(Records contained in a dataset)
****************
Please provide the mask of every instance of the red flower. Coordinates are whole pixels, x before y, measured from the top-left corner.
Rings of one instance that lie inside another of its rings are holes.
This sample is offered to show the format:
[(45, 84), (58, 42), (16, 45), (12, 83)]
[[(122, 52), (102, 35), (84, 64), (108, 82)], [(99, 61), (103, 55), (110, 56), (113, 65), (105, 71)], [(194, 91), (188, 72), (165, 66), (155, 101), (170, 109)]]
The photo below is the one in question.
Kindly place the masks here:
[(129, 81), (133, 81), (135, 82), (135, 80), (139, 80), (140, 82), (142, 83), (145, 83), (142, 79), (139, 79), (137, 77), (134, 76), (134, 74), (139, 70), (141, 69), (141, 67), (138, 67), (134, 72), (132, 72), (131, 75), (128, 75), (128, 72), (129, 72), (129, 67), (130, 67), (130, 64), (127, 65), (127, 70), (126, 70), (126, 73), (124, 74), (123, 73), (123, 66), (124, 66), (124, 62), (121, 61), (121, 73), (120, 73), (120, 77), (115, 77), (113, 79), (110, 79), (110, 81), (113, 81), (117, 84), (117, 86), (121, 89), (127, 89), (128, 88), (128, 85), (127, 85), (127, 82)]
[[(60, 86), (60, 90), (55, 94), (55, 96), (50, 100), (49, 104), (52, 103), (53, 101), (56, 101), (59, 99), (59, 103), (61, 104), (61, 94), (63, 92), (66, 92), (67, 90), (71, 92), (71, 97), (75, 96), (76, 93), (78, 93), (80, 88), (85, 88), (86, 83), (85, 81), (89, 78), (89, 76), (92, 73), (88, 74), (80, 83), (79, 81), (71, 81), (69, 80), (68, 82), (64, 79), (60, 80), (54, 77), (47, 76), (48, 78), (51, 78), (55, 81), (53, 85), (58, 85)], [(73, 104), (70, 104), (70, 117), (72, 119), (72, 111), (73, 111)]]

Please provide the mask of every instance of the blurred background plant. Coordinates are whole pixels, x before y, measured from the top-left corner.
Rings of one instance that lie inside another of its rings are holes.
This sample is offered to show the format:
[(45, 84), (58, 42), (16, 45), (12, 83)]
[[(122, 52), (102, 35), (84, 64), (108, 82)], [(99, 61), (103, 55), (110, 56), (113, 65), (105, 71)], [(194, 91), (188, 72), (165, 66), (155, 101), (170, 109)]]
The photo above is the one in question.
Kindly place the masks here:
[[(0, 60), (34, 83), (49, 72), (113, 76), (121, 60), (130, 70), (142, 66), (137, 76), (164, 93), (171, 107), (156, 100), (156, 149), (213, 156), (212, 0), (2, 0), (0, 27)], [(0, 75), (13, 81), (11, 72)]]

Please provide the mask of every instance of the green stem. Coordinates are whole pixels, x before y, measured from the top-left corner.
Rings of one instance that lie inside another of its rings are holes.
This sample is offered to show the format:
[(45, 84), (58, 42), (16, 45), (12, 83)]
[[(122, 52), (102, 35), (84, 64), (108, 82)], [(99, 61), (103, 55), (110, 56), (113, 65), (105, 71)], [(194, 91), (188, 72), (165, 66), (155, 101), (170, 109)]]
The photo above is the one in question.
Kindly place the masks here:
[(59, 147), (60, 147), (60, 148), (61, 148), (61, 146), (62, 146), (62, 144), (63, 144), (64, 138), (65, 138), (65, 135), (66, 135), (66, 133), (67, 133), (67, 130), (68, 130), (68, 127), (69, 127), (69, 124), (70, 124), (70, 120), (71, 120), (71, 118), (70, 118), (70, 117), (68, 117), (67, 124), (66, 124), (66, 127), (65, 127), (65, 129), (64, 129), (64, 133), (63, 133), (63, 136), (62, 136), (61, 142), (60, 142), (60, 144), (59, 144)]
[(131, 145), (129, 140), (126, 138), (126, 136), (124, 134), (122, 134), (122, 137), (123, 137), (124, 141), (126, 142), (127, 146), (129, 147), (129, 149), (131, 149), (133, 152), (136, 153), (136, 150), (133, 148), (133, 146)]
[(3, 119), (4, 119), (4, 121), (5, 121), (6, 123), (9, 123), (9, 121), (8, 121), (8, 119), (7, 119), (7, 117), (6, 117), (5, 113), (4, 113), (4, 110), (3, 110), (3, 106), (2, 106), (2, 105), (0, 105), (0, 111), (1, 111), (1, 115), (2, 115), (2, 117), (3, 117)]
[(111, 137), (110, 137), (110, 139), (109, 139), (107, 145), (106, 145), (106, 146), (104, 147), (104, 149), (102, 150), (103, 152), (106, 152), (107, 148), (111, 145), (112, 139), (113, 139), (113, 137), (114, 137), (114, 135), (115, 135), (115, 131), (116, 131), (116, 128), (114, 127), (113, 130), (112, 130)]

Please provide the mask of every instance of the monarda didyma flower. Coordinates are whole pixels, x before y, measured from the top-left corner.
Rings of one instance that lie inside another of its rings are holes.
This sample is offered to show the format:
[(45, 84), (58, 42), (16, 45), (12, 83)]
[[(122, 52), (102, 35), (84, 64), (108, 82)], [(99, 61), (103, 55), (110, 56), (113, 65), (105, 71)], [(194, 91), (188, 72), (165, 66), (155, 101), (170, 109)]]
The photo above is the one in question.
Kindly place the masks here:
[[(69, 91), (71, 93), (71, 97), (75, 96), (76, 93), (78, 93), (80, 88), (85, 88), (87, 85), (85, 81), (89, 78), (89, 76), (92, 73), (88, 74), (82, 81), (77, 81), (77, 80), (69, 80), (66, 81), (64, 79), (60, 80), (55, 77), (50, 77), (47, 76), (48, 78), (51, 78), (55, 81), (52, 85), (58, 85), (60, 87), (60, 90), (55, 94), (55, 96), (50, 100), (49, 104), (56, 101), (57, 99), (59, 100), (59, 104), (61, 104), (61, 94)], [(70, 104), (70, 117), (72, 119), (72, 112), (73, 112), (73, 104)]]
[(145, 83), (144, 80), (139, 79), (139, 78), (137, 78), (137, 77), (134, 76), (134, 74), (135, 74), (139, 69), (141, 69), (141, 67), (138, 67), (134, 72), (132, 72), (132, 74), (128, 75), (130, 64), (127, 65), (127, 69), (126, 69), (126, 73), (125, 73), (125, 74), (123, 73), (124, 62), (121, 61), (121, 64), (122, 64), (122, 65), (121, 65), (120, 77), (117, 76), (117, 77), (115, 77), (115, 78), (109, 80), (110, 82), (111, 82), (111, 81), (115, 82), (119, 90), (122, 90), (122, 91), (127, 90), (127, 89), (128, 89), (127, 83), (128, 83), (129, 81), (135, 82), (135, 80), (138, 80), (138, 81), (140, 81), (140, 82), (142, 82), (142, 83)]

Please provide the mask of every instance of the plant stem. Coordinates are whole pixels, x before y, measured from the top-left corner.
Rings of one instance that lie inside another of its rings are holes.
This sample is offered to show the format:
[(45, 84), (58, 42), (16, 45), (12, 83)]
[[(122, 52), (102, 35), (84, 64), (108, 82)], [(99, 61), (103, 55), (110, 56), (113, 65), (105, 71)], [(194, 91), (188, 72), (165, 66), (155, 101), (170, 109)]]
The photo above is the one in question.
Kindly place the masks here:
****************
◆ **Short task**:
Reproduce the records above exactly.

◆ **Solved exercise**:
Please provide the mask of every instance of the red flower. Coordinates are whole pixels, x before y, measured from the top-left corner.
Rings of one instance that lie inside another of its rings are holes.
This sample is offered to show the format:
[(45, 84), (58, 42), (16, 45), (12, 83)]
[[(122, 52), (102, 35), (84, 64), (108, 82)], [(99, 61), (103, 55), (110, 56), (113, 65), (105, 71)], [(194, 91), (188, 72), (165, 66), (155, 101), (170, 109)]]
The photo below is the one in question.
Kindly place the masks here:
[(129, 81), (133, 81), (135, 82), (135, 80), (139, 80), (140, 82), (142, 83), (145, 83), (142, 79), (139, 79), (137, 77), (134, 76), (134, 74), (139, 70), (141, 69), (141, 67), (138, 67), (134, 72), (132, 72), (131, 75), (128, 75), (128, 72), (129, 72), (129, 67), (130, 67), (130, 64), (127, 65), (127, 70), (126, 70), (126, 73), (124, 74), (123, 73), (123, 66), (124, 66), (124, 62), (121, 61), (121, 73), (120, 73), (120, 77), (115, 77), (113, 79), (110, 79), (110, 81), (113, 81), (117, 84), (117, 86), (121, 89), (127, 89), (128, 88), (128, 85), (127, 85), (127, 82)]
[[(60, 86), (60, 90), (55, 94), (55, 96), (50, 100), (49, 104), (52, 103), (53, 101), (56, 101), (59, 99), (59, 103), (61, 104), (61, 94), (63, 92), (66, 92), (67, 90), (71, 92), (71, 97), (75, 96), (76, 93), (78, 93), (80, 88), (85, 88), (86, 83), (85, 81), (89, 78), (89, 76), (92, 73), (88, 74), (80, 83), (79, 81), (71, 81), (69, 80), (68, 82), (64, 79), (60, 80), (54, 77), (47, 76), (48, 78), (51, 78), (55, 81), (53, 85), (58, 85)], [(73, 104), (70, 104), (70, 117), (72, 119), (72, 111), (73, 111)]]

Please provide the mask of every instance of the blurred background plant. Coordinates are whole pixels, x before y, measured from the top-left corner.
Rings of one instance that lie inside another of its rings are holes.
This sample is offered to show the format:
[(45, 84), (58, 42), (16, 45), (12, 83)]
[[(122, 52), (102, 35), (84, 64), (108, 82)], [(99, 61), (103, 55), (110, 56), (113, 65), (105, 71)], [(194, 91), (188, 72), (165, 66), (155, 101), (170, 109)]]
The photo above is the one in question.
Kindly place the masks here:
[[(0, 60), (34, 83), (49, 72), (113, 76), (121, 60), (130, 70), (142, 66), (137, 76), (164, 93), (171, 107), (156, 100), (156, 149), (213, 156), (212, 0), (2, 0), (0, 27)], [(0, 75), (13, 81), (11, 72)]]

Please provide the mask of every instance of the green stem. Coordinates are whole pixels, x before y, measured from the top-left corner.
Rings of one instance that lie inside another of its rings are holes.
This sample is offered to show the format:
[(45, 84), (58, 42), (16, 45), (12, 83)]
[[(122, 52), (102, 35), (84, 64), (108, 82)], [(99, 61), (103, 55), (110, 56), (113, 65), (105, 71)], [(194, 91), (188, 72), (165, 66), (155, 101), (170, 109)]]
The photo above is the one in question.
Kindly place the masks here:
[(59, 147), (60, 147), (60, 148), (61, 148), (61, 146), (62, 146), (62, 144), (63, 144), (64, 138), (65, 138), (65, 135), (66, 135), (66, 133), (67, 133), (67, 130), (68, 130), (68, 127), (69, 127), (69, 124), (70, 124), (70, 120), (71, 120), (71, 118), (70, 118), (70, 117), (68, 117), (67, 124), (66, 124), (66, 127), (65, 127), (65, 129), (64, 129), (64, 133), (63, 133), (63, 136), (62, 136), (61, 142), (60, 142), (60, 144), (59, 144)]
[(131, 145), (129, 140), (126, 138), (126, 136), (124, 134), (122, 134), (122, 137), (123, 137), (124, 141), (126, 142), (127, 146), (129, 147), (129, 149), (131, 149), (133, 152), (136, 153), (136, 150), (133, 148), (133, 146)]
[(3, 119), (4, 119), (4, 121), (5, 121), (6, 123), (9, 123), (9, 121), (8, 121), (8, 119), (7, 119), (7, 117), (6, 117), (5, 113), (4, 113), (4, 110), (3, 110), (3, 106), (2, 106), (2, 105), (0, 105), (0, 111), (1, 111), (1, 115), (2, 115), (2, 117), (3, 117)]
[(111, 137), (110, 137), (110, 139), (109, 139), (107, 145), (106, 145), (106, 146), (104, 147), (104, 149), (102, 150), (103, 152), (106, 152), (107, 148), (111, 145), (112, 139), (113, 139), (113, 137), (114, 137), (114, 135), (115, 135), (115, 131), (116, 131), (116, 128), (114, 127), (113, 130), (112, 130)]

Please provide the mask of every instance of the monarda didyma flower. Coordinates are whole pixels, x before y, measured from the top-left corner.
Rings of one instance that lie inside another of its rings are holes.
This sample is offered to show the format:
[(45, 84), (58, 42), (16, 45), (12, 83)]
[[(122, 52), (102, 35), (84, 64), (108, 82)], [(99, 61), (103, 55), (110, 56), (113, 65), (105, 71)], [(194, 91), (188, 72), (165, 66), (155, 101), (170, 109)]]
The photo above is the one in question.
Kindly place the masks here:
[[(69, 91), (71, 93), (71, 97), (75, 96), (76, 93), (78, 93), (80, 88), (85, 88), (87, 85), (85, 81), (89, 78), (89, 76), (92, 73), (88, 74), (82, 81), (77, 81), (77, 80), (69, 80), (66, 81), (64, 79), (60, 80), (55, 77), (50, 77), (47, 76), (48, 78), (51, 78), (55, 81), (52, 85), (58, 85), (60, 87), (60, 90), (55, 94), (55, 96), (50, 100), (49, 104), (56, 101), (57, 99), (59, 100), (59, 104), (61, 104), (61, 94)], [(70, 104), (70, 117), (72, 119), (72, 112), (73, 112), (73, 104)]]
[(145, 83), (144, 80), (139, 79), (139, 78), (137, 78), (137, 77), (134, 76), (134, 74), (135, 74), (139, 69), (141, 69), (141, 67), (138, 67), (134, 72), (132, 72), (132, 74), (128, 75), (130, 64), (127, 65), (127, 69), (126, 69), (126, 73), (125, 73), (125, 74), (123, 73), (124, 62), (121, 61), (121, 64), (122, 64), (122, 65), (121, 65), (120, 77), (117, 76), (117, 77), (115, 77), (115, 78), (109, 80), (110, 82), (111, 82), (111, 81), (115, 82), (119, 90), (122, 90), (122, 91), (127, 90), (127, 89), (128, 89), (127, 83), (128, 83), (129, 81), (135, 82), (135, 80), (138, 80), (138, 81), (140, 81), (140, 82), (142, 82), (142, 83)]

Please provide the mask of every instance of the plant stem. Coordinates are whole pixels, x before y, measured from the top-left corner.
Rings of one instance that lie inside another of its rings are holes.
This sample is offered to show the format:
[(45, 84), (58, 42), (16, 45), (12, 83)]
[[(122, 52), (102, 35), (84, 64), (108, 82)], [(99, 61), (103, 55), (110, 56), (113, 65), (105, 71)], [(194, 91), (188, 72), (165, 66), (155, 101), (170, 109)]]
The photo above is the one in question.
Kindly place the masks here:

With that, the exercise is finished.